■ PROBLEM STATEMENT ■
Show every line of the records below that contains the string "yellow", copying each line in full. Letter case counts.

Records taken from a collection:
______

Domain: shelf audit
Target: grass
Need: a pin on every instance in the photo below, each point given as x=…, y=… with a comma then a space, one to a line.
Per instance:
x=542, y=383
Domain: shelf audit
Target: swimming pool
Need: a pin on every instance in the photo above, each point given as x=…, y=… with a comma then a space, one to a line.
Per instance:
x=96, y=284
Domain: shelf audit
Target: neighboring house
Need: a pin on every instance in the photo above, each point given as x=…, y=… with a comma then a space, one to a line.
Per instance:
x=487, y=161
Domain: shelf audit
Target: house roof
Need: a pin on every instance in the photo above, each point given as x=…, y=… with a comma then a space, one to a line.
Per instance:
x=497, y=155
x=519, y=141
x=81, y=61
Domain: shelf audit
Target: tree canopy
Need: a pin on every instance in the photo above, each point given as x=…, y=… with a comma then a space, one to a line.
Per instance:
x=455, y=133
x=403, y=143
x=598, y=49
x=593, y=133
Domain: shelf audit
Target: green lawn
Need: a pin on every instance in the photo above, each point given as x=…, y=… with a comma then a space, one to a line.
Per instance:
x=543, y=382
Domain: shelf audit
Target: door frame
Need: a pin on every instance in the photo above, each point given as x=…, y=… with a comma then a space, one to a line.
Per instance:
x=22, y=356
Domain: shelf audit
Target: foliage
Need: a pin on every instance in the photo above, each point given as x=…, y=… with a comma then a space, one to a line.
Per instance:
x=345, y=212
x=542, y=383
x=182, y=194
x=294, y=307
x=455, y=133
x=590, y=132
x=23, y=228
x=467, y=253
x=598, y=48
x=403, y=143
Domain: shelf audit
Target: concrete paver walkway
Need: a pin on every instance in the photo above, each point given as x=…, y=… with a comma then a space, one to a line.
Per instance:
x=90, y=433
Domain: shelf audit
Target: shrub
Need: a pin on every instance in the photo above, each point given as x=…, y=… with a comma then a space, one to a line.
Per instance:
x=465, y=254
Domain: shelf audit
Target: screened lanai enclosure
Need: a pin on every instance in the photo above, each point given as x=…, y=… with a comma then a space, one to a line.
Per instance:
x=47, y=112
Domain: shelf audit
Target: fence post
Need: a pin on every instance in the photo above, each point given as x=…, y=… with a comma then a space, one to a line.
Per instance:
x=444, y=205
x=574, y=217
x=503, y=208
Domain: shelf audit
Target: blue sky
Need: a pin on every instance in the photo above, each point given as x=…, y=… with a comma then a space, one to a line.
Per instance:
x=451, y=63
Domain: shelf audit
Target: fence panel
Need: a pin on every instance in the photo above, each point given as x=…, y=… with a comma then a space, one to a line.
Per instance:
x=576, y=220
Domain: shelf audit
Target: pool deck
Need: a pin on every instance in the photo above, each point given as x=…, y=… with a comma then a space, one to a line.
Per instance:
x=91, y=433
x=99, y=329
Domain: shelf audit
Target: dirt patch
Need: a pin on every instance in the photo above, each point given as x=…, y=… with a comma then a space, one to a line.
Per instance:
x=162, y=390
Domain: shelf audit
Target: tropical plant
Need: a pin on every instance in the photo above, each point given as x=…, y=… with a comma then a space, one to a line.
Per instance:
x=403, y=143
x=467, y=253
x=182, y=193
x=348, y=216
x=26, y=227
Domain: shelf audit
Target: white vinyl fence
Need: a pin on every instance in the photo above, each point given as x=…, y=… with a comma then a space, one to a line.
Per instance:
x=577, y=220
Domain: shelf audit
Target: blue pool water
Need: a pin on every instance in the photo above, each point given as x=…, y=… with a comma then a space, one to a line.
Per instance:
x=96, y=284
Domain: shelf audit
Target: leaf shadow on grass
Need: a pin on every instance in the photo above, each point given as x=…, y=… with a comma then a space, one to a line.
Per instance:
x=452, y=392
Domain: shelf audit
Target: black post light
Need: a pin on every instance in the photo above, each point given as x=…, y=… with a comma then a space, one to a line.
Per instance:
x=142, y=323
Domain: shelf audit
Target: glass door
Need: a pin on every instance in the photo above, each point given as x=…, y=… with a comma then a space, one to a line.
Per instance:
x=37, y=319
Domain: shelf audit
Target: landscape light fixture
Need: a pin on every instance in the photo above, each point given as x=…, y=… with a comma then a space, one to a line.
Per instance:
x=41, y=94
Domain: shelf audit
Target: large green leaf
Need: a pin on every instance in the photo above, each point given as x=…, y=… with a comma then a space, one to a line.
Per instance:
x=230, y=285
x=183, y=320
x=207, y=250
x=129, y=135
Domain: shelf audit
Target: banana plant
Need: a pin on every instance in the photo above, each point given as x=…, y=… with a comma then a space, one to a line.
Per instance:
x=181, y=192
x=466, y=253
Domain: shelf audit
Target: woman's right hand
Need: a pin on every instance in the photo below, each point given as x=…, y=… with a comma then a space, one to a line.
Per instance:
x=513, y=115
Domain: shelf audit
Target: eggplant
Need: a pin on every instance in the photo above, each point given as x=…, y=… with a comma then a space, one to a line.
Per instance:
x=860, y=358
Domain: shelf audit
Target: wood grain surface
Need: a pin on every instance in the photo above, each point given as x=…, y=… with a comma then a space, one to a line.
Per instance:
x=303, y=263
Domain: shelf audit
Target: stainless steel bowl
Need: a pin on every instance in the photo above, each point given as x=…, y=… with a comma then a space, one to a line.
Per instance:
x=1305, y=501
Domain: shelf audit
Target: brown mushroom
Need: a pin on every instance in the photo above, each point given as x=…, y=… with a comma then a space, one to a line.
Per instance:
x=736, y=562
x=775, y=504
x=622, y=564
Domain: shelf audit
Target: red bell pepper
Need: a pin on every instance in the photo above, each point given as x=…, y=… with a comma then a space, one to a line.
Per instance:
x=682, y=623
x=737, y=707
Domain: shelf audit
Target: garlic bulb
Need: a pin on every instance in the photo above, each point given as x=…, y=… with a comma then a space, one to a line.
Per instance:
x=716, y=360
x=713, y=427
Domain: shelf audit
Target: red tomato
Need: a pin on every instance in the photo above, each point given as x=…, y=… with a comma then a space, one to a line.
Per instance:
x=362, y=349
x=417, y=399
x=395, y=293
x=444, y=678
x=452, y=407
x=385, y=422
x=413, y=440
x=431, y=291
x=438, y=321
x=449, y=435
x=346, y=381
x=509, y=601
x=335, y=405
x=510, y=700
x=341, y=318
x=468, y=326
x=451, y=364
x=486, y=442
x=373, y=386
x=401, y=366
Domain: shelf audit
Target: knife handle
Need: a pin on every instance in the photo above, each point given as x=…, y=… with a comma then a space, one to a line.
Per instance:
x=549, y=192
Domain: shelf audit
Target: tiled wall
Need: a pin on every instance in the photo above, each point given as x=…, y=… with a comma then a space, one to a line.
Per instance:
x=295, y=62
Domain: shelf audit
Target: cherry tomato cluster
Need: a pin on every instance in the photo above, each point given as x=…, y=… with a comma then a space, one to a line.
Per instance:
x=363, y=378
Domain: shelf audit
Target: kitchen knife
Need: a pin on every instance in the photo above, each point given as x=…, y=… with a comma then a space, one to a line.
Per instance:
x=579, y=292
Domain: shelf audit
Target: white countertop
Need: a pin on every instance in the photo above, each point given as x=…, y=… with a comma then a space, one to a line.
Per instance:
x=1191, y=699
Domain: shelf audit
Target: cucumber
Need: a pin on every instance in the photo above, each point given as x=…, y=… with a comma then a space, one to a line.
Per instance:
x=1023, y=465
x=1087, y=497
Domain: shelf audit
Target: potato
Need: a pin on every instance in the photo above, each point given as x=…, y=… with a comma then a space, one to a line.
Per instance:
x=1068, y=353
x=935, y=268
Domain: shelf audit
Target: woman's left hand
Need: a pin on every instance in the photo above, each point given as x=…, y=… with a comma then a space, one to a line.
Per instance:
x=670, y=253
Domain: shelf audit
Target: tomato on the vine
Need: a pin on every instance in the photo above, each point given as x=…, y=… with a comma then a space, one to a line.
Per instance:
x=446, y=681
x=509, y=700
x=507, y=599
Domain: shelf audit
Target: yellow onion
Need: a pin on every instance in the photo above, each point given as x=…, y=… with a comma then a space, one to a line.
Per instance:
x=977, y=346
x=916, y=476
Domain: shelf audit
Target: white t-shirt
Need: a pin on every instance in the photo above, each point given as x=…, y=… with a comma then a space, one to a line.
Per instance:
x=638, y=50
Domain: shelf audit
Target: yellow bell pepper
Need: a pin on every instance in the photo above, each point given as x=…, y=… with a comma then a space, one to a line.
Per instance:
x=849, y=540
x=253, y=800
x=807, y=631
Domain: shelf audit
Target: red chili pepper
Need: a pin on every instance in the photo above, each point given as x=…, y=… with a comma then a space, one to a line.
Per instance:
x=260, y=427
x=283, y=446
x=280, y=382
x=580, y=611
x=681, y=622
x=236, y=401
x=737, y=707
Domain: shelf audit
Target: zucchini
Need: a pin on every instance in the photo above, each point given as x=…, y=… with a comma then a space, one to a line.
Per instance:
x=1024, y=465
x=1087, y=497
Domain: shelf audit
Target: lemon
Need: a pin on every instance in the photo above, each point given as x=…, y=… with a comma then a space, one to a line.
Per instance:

______

■ RESULT FOR THIS TASK ■
Target: yellow onion
Target: yellow bell pepper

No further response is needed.